Copy out every one of the lines below word for word, changing nothing.

▬▬▬▬▬▬▬▬▬▬

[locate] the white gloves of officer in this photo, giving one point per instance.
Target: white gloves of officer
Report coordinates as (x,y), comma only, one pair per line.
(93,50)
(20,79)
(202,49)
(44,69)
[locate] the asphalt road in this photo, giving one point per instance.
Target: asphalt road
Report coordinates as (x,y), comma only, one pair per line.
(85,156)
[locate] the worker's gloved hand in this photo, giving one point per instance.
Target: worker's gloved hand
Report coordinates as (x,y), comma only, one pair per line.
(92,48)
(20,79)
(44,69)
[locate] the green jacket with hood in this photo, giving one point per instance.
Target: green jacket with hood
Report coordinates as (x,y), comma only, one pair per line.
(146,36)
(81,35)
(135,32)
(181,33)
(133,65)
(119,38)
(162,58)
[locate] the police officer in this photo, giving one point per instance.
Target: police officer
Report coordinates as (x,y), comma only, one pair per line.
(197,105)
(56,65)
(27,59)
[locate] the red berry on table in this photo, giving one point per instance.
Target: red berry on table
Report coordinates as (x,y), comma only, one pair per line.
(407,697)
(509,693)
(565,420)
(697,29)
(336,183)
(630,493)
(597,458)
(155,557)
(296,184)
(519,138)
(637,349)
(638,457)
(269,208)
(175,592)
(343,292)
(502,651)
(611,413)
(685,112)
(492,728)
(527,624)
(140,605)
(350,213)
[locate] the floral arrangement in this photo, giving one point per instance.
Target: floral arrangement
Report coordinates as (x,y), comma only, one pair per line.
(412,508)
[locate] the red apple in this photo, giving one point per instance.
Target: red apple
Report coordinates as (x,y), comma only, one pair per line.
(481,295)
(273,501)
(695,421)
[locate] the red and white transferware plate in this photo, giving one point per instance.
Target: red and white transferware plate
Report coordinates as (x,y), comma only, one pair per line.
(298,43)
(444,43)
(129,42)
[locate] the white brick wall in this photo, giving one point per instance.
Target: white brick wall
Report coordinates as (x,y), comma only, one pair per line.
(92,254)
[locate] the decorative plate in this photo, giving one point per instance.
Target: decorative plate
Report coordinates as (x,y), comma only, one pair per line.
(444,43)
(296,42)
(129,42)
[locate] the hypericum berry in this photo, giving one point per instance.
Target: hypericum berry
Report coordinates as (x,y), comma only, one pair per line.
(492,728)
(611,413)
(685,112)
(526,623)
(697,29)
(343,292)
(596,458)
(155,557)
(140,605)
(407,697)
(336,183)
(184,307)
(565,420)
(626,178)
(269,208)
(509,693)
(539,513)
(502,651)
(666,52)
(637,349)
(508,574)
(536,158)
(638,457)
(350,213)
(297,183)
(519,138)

▬▬▬▬▬▬▬▬▬▬

▶ **RESULT BELOW**:
[locate] the white gloves of officer in this photo, giving one point per instance.
Target: white gloves of officer
Report coordinates as (x,y), comma only, one pair per line.
(93,50)
(20,79)
(202,49)
(44,69)
[locate] the asphalt road in this photo, giving one point per instance.
Target: asphalt road
Report coordinates as (x,y), comma only, one pair per line.
(85,156)
[locate] the worker's gloved hand in this photo, giving one point per instance.
Target: worker's gloved hand
Report coordinates as (x,y), comma only, one pair per line.
(92,48)
(20,79)
(44,69)
[locate] the green jacket with hood in this photo, giving one point per instance.
Target: green jacket with hood
Report coordinates as (x,y), comma only, one pair per line.
(146,36)
(81,35)
(135,32)
(181,33)
(133,65)
(119,38)
(162,58)
[locate] the police officer in this photo, giving one point per instance.
Target: police officer
Report coordinates as (x,y), comma only, one pair per line.
(197,105)
(56,65)
(27,59)
[locate] the red berry on table in this photo, giving one point per instance.
Target: red berry on table
Report coordinates as (x,y), comma only, one pair per line.
(407,697)
(509,693)
(565,420)
(697,29)
(336,183)
(630,493)
(597,458)
(155,557)
(296,184)
(519,138)
(637,349)
(638,457)
(269,208)
(175,592)
(343,292)
(502,651)
(611,413)
(685,112)
(492,728)
(527,624)
(140,605)
(350,213)
[locate] the floral arrangement in this photo, giving one point per instance.
Target: floral arrangement
Report coordinates as (x,y), comma only, one pair per line.
(412,508)
[locate] the red apple in this photo, giving one point per instance.
Target: red apple
Report coordinates as (x,y), comma only, one pair per line.
(481,295)
(273,501)
(695,421)
[locate] the red and white transferware plate in this photo, giving one point per instance.
Target: red and white transferware plate
Report coordinates as (x,y), comma only, one pair per line.
(298,43)
(444,43)
(129,42)
[locate] the white brick wall in this photo, giving one point per instance.
Target: white brick wall
Report coordinates as (x,y), comma only, one pair per line.
(92,254)
[locate] the decorative plate in this photo, giving one point per instance.
Target: decorative plate
Report coordinates as (x,y), comma only, one pair per line.
(444,43)
(296,42)
(129,42)
[locate] the hypericum berry in this photo, giving one point per instance.
Target: hypericum berry
Report coordinates as (x,y), comma only, one pair per line.
(492,728)
(611,413)
(685,112)
(526,623)
(697,29)
(343,292)
(596,458)
(155,557)
(140,605)
(407,697)
(336,183)
(184,307)
(565,420)
(626,178)
(269,208)
(509,693)
(539,513)
(502,651)
(666,52)
(637,349)
(508,574)
(536,158)
(638,457)
(350,213)
(297,183)
(519,138)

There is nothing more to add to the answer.